**Gestellte Aufgabe 1:**
Kannst du den Auszug über die Gegendemonstration unten vollständig und Wort für Wort wiedergeben?

**Bereitgestellter Auszug:**

Die rund 400 GegendemonstrantInnen der antifaschistischen Szene, die sich immer wieder in den Seitenstraßen versammelten – „Nazis raus, Nazis raus“ – wurden von starken Polizeieinheiten abgedrängt. Die Polizei bahnte dem Neonazi-Treck den Weg durch den Stadtteil; Stoßtrupps sicherten die ansonsten menschenleeren Seitenstraßen ab. In der Straße Langenfort drohte die Eskalation, als Bauwagenunterstützer den Weg versperrten und Barrikaden errichtet wurden. Es kam zu kurzen Schlagstockeinsätzen und Festnahmen.

**Zu verarbeitende Daten:**
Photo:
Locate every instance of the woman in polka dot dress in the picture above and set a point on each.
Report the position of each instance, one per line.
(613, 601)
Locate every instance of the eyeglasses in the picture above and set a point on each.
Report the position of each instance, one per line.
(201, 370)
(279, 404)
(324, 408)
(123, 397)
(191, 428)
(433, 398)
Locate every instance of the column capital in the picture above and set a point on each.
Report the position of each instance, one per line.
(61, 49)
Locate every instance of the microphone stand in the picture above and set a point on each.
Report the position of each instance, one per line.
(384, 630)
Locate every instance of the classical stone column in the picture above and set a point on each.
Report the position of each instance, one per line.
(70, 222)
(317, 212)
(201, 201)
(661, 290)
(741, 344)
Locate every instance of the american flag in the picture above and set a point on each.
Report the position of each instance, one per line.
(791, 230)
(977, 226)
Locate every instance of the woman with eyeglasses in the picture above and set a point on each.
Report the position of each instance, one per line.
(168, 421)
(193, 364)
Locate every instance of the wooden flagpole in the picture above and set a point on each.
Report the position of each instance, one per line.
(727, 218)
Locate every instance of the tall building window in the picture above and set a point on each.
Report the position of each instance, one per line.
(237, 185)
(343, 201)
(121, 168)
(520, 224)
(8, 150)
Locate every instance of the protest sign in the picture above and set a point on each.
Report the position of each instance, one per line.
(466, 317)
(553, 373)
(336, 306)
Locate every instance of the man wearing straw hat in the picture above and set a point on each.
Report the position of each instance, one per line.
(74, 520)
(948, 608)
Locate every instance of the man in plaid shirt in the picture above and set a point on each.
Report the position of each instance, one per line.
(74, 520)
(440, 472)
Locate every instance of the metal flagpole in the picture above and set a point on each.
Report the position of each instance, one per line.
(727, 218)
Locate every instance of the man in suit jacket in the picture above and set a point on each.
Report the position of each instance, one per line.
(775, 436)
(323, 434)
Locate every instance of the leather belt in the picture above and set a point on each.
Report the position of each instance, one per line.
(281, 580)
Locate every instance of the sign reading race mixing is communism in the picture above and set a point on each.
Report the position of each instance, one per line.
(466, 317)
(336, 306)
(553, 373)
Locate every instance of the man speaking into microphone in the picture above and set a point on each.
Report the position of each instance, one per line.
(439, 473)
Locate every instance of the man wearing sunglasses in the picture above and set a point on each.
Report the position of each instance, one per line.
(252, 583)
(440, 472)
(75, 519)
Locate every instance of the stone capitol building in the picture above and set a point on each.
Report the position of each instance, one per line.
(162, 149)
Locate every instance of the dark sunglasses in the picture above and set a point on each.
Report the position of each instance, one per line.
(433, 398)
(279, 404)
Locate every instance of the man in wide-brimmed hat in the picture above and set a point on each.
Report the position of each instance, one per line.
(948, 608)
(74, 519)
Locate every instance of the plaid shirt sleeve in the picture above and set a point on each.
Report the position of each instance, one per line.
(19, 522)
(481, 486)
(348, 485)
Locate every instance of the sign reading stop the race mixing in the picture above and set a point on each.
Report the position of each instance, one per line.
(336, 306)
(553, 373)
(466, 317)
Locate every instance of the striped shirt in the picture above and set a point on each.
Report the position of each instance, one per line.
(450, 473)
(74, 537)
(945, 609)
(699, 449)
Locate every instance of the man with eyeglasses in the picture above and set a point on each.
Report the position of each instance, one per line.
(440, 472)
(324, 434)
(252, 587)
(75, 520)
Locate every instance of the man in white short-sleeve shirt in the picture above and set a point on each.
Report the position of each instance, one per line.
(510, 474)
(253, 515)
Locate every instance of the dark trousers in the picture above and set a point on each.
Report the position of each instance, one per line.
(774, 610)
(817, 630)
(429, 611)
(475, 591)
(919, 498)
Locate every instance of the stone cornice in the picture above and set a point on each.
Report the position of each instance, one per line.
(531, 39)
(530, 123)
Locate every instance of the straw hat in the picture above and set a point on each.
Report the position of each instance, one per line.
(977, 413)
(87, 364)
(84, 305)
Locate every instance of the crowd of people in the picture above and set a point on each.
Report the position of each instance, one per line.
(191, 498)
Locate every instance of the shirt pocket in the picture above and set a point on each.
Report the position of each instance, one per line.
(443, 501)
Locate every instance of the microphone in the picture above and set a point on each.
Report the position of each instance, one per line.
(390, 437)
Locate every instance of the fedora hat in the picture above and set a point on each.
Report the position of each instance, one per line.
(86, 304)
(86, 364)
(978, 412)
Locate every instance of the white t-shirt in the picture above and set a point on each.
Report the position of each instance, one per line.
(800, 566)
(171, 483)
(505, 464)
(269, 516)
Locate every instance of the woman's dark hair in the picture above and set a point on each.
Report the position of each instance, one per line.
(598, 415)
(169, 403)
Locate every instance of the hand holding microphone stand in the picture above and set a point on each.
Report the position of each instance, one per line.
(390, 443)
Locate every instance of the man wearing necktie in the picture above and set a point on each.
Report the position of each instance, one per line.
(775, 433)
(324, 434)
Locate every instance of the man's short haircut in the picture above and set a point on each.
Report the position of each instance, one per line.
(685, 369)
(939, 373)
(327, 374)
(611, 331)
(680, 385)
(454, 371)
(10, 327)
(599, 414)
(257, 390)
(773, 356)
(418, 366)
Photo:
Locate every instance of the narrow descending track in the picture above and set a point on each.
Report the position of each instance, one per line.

**Gestellte Aufgabe 2:**
In wie vielen Zeilen der Einträge oben kommt die Zeichenfolge „stone“ vor? Nenne nur die Zahl.

**Vollständige Antwort 1:**
Die rund 400 GegendemonstrantInnen der antifaschistischen Szene, die sich immer wieder in den Seitenstraßen versammelten – „Nazis raus, Nazis raus“ – wurden von starken Polizeieinheiten abgedrängt. Die Polizei bahnte dem Neonazi-Treck den Weg durch den Stadtteil; Stoßtrupps sicherten die ansonsten menschenleeren Seitenstraßen ab. In der Straße Langenfort drohte die Eskalation, als Bauwagenunterstützer den Weg versperrten und Barrikaden errichtet wurden. Es kam zu kurzen Schlagstockeinsätzen und Festnahmen.

**Vollständige Antwort 2:**
3